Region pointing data
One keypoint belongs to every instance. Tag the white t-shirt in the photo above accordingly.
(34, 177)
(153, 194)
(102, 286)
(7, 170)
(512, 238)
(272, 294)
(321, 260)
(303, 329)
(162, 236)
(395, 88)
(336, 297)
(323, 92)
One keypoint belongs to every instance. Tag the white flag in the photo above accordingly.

WORK ORDER. The full set of records must be transcribed character for character.

ANSWER TO THE PROBLEM.
One keypoint belongs to every instance. Tag the white t-shirt in the photo above accordingly.
(34, 177)
(153, 194)
(102, 286)
(7, 170)
(512, 238)
(272, 294)
(321, 260)
(303, 329)
(162, 236)
(395, 88)
(336, 297)
(323, 92)
One keypoint belongs to every instance. Tag the white flag in the photo above accordingly.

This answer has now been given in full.